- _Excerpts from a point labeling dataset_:

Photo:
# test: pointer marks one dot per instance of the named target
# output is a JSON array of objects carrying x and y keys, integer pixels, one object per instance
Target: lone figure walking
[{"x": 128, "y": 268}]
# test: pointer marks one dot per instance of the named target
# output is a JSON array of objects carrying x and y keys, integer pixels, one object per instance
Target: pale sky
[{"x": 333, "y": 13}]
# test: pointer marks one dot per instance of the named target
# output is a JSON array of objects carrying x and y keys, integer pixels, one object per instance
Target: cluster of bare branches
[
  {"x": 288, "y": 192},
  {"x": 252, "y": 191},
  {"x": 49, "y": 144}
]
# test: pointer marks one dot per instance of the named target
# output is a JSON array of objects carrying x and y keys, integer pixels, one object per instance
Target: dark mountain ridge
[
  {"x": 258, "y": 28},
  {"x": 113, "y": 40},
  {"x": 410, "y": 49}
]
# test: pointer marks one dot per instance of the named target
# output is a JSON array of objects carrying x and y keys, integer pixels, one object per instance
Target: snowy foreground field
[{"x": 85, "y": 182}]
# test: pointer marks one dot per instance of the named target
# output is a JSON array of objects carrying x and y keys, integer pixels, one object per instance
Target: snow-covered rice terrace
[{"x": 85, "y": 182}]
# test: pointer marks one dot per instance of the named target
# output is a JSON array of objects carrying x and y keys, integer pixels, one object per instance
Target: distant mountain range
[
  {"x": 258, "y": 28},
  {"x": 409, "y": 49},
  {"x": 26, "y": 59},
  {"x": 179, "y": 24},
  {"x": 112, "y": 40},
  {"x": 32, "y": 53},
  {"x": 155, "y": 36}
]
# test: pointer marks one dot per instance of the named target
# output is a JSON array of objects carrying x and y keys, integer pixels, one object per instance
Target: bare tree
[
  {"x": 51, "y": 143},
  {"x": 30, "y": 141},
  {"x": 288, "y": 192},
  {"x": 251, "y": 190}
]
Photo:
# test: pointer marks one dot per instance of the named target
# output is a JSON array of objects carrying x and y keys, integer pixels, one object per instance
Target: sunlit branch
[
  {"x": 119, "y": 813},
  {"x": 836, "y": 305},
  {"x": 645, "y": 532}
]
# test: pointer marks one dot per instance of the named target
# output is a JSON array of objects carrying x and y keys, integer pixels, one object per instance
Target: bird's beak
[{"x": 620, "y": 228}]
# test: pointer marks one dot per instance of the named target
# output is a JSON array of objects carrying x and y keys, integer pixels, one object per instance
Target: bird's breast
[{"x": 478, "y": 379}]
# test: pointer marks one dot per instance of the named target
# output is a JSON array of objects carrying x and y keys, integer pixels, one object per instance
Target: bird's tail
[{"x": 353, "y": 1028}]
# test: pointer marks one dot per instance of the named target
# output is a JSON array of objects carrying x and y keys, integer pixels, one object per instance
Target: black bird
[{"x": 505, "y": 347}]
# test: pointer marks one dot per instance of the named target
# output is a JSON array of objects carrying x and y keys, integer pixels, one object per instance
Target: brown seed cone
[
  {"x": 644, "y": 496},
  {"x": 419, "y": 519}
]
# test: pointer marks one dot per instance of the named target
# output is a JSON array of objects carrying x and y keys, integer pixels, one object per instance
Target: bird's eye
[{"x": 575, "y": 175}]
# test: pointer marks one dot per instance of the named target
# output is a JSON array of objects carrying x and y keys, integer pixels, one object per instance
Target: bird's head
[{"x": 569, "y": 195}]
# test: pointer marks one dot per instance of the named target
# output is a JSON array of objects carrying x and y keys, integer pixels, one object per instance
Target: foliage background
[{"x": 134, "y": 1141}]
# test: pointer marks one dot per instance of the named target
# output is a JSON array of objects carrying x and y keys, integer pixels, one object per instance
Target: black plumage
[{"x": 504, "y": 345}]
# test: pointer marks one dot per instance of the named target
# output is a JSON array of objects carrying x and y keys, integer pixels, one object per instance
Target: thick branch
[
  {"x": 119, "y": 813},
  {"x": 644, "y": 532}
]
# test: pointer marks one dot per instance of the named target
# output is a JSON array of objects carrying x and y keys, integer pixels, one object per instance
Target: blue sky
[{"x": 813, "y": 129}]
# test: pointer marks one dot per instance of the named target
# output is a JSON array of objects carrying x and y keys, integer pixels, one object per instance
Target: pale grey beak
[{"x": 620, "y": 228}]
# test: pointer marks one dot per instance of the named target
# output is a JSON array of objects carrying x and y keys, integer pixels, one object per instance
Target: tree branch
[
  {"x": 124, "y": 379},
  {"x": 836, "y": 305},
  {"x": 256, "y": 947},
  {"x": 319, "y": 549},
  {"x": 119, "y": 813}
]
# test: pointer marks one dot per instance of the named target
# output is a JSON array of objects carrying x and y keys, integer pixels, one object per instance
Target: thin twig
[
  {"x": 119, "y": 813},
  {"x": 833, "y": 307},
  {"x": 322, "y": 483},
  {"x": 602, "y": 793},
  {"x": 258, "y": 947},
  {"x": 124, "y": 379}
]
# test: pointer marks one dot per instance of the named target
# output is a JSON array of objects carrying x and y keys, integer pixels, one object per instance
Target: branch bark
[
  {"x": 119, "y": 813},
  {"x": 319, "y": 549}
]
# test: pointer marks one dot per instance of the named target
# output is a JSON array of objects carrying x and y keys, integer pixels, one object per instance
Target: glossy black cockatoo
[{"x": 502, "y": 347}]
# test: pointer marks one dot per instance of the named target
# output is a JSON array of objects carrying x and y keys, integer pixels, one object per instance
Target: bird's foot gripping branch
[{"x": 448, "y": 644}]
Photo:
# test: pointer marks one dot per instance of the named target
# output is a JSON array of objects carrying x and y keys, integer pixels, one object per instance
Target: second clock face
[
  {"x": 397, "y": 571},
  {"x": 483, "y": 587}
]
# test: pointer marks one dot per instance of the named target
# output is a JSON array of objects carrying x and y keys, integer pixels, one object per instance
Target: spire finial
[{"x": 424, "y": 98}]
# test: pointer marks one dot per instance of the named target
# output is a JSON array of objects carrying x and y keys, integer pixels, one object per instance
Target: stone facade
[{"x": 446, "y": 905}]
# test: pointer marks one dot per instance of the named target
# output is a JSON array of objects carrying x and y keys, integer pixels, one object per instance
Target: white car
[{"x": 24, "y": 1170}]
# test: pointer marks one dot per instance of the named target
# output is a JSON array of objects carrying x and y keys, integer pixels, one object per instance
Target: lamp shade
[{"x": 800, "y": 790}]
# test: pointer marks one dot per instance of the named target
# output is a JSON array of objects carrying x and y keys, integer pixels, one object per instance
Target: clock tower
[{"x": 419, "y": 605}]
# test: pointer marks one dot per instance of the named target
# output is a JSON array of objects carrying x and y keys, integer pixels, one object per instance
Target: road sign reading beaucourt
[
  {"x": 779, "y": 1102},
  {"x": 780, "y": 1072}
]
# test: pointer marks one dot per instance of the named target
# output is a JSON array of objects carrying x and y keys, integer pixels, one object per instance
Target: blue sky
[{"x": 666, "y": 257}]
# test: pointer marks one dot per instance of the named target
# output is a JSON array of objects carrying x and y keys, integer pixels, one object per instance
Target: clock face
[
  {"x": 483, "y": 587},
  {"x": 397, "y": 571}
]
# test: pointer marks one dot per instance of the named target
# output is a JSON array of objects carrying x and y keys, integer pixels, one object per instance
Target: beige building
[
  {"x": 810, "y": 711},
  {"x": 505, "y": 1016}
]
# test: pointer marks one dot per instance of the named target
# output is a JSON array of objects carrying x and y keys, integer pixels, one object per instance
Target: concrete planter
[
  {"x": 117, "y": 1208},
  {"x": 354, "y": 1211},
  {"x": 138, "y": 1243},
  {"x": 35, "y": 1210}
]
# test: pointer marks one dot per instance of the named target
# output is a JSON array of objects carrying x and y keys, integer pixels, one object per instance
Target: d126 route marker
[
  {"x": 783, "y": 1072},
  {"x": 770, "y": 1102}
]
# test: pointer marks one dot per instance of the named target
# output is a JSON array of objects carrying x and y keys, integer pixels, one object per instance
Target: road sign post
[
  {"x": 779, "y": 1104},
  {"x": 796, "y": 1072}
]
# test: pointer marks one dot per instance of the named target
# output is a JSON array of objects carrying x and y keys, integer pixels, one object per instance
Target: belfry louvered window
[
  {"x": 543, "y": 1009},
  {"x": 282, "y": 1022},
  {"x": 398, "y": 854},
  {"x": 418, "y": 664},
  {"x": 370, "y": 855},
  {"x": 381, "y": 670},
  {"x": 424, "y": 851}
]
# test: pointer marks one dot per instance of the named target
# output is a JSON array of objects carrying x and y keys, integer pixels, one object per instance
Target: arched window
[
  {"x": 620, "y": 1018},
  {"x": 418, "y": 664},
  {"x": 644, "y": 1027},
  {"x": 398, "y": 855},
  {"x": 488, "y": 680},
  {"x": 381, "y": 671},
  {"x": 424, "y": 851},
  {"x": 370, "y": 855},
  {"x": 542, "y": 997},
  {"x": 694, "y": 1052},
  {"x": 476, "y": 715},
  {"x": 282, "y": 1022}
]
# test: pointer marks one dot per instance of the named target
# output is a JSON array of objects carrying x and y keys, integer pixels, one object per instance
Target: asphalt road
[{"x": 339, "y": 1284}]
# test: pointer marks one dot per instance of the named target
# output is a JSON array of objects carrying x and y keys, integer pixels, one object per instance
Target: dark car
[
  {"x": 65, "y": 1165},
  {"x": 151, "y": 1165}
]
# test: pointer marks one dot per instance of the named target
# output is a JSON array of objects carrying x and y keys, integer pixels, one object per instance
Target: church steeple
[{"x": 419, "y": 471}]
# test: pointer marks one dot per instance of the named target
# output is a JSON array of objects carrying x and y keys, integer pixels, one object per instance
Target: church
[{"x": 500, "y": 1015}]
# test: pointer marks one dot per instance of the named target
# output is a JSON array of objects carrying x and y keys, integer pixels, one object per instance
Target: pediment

- _WHAT NEEDS TO BE DONE_: Count the lines in the material above that contain the string "bare", treating uppercase and lowercase as different, and reply with only the number.

- _TASK ANSWER_: 2